Exercise:
Exactly and only the lines from the one containing "Where can the white dashed" through the close of the entries below are to be set down.

Given records:
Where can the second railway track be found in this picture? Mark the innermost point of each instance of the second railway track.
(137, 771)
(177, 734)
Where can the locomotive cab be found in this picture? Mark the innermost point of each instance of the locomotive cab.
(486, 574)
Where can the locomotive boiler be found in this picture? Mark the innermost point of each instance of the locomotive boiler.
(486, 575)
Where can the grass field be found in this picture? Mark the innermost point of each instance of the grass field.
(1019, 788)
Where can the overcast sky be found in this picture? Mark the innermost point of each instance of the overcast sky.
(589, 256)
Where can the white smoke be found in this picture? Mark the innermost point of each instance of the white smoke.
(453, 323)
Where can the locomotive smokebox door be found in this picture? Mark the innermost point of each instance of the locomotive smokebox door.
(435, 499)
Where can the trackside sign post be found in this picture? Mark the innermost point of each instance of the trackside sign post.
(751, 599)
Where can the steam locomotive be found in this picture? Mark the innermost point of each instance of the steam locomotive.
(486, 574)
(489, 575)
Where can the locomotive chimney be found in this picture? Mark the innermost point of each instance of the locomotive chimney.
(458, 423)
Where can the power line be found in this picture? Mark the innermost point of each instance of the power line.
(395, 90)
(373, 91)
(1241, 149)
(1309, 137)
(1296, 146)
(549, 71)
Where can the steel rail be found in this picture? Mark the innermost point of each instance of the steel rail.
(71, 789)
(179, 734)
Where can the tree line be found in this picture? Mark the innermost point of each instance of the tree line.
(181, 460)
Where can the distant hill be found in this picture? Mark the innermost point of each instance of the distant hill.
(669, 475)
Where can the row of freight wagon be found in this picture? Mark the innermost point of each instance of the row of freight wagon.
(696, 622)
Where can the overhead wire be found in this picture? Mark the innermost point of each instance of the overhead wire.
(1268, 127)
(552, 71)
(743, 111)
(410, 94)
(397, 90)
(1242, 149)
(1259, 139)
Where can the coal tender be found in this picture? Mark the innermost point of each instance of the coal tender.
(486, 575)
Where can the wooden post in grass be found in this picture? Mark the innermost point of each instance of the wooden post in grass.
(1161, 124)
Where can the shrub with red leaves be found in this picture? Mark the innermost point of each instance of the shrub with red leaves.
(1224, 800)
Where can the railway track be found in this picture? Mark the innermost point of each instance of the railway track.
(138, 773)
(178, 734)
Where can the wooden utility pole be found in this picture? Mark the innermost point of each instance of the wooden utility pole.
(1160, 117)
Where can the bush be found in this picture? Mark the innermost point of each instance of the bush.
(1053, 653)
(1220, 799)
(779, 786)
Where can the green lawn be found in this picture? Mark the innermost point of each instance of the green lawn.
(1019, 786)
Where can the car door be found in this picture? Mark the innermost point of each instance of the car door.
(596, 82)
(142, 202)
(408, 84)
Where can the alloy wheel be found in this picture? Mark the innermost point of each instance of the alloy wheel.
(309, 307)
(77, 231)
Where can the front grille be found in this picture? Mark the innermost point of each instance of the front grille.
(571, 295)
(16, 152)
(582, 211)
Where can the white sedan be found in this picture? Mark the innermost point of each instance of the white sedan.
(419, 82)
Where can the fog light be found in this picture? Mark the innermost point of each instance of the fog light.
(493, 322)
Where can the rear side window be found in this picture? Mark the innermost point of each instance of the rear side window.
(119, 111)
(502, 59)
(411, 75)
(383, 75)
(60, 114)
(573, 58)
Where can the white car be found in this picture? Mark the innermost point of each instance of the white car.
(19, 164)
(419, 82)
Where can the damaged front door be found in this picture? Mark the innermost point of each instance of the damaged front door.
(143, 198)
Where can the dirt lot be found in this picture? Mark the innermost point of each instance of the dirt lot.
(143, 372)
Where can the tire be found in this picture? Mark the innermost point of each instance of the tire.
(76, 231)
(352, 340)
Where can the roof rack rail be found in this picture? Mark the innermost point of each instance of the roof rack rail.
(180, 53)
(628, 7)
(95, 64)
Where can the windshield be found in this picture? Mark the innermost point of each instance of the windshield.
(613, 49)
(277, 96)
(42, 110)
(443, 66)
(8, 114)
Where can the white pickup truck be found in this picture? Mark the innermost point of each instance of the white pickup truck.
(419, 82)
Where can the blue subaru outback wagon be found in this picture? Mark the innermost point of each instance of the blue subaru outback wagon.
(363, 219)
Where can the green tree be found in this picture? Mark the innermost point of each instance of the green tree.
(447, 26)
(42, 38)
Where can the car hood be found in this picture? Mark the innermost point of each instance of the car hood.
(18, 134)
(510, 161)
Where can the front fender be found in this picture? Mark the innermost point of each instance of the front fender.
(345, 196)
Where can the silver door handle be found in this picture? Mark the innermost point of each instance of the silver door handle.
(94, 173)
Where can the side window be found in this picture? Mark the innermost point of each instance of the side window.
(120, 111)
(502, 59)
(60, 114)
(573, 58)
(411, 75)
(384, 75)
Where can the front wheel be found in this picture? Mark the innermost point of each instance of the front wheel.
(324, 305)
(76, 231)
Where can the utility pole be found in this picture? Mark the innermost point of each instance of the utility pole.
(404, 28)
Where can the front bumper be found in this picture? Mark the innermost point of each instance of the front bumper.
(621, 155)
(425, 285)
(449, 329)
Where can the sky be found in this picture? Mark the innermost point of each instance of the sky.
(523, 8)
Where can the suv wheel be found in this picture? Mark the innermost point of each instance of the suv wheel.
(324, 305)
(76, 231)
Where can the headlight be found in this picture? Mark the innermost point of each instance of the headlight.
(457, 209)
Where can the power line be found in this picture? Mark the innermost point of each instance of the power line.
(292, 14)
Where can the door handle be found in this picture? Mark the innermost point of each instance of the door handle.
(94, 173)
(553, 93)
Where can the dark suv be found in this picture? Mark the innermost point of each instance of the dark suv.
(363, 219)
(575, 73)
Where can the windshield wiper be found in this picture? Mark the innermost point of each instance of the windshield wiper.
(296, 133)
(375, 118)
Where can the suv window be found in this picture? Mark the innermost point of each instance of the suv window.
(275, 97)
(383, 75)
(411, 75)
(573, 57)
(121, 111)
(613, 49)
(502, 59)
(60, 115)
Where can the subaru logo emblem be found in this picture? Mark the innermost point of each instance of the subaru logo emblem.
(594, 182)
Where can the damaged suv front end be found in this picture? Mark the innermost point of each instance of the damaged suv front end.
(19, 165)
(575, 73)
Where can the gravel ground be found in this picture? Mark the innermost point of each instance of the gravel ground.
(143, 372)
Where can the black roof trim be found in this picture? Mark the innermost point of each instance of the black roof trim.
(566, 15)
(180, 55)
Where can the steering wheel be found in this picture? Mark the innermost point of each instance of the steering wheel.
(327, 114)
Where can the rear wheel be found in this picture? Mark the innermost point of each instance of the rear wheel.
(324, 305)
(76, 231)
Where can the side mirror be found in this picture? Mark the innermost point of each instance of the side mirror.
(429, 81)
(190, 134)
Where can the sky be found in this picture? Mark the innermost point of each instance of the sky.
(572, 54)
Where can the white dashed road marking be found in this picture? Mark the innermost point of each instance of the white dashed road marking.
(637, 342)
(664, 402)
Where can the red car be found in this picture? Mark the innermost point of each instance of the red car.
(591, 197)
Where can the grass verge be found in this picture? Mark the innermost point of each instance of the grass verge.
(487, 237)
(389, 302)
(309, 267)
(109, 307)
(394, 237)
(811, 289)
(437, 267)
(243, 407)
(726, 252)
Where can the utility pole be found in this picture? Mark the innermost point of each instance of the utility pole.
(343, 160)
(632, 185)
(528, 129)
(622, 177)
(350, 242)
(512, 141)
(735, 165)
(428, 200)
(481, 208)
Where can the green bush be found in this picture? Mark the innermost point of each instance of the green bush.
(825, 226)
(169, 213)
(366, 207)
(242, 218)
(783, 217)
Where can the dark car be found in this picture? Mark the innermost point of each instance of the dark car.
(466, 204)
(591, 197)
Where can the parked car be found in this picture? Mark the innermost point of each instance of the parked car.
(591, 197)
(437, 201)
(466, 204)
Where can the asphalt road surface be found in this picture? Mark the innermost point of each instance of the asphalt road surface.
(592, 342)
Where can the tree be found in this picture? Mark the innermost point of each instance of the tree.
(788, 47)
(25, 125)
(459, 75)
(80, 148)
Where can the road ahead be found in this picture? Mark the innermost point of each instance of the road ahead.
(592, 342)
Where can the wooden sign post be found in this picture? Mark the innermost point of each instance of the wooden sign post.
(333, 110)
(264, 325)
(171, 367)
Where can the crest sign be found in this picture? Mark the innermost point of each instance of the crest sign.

Answer for the task:
Where can the white dashed road marking be found in this picture? Mark the innermost point of each instance of the white dashed road marking.
(637, 342)
(664, 402)
Where can the red car be found in this picture? Mark the innermost point of each instance of the red car.
(591, 197)
Where can the grass verge be found in this picture? Mark the innermost point of each instance of the grass verge.
(487, 237)
(389, 302)
(309, 267)
(109, 307)
(394, 237)
(811, 289)
(437, 267)
(243, 407)
(726, 252)
Where can the utility pole be found in this picture? Mark the innermost point of each instance of the utility pole.
(343, 160)
(632, 185)
(528, 129)
(622, 177)
(350, 242)
(512, 141)
(735, 165)
(428, 200)
(481, 208)
Where can the green bush be found in this picture? Mark the innermost point of each instance of the green bush.
(825, 226)
(169, 213)
(366, 207)
(242, 218)
(783, 217)
Where can the dark car be found in this picture? Mark the innermost point of each instance of the dark car.
(466, 204)
(591, 197)
Where can the parked car be found in this picture? Mark the innermost point of each instance of the parked car.
(591, 197)
(437, 201)
(466, 204)
Where can the asphalt road surface be found in this picture? Mark the innermost point of each instance of the asphalt road surface.
(592, 342)
Where can the tree be found in this picture? Mark the innermost point of each instance of the tree.
(788, 47)
(25, 125)
(459, 75)
(80, 148)
Where can the road ahead be found in this picture? Mark the innermost point of each instance of the road ahead.
(592, 342)
Where can the wooden sign post be found in this picture? Mark the innermost point of each instance of the wooden sign post.
(333, 110)
(264, 325)
(171, 367)
Where can the crest sign be found in this picture? Mark the innermost point of each instance of the crest sign.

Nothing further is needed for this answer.